▸ **Given data**
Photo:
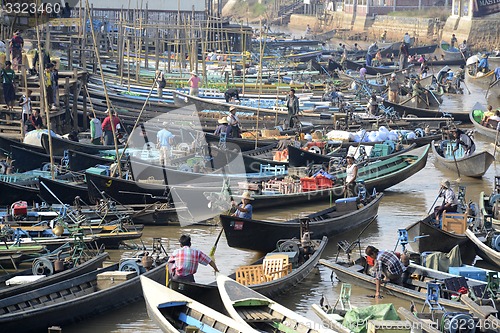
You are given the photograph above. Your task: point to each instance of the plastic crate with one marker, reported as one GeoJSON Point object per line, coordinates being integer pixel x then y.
{"type": "Point", "coordinates": [308, 184]}
{"type": "Point", "coordinates": [469, 272]}
{"type": "Point", "coordinates": [324, 182]}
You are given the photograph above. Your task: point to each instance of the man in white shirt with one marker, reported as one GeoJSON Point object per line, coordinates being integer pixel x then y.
{"type": "Point", "coordinates": [450, 200]}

▸ **Task to complete**
The entries should be reproduced word for word, pictures omitted.

▸ **Task response**
Photo:
You are given the photograph above. Your task: point to each instance of the plastic crate with one marker, reported as one GeoJSON Point object per line, coordinates being integer pixel x then y.
{"type": "Point", "coordinates": [308, 184]}
{"type": "Point", "coordinates": [469, 272]}
{"type": "Point", "coordinates": [324, 182]}
You are given the photograph above. Your task: point to each instance of the man in white shirt with one marker, reported as one GeoJSON Point object per line, coordinates being integer pixel x then y.
{"type": "Point", "coordinates": [450, 200]}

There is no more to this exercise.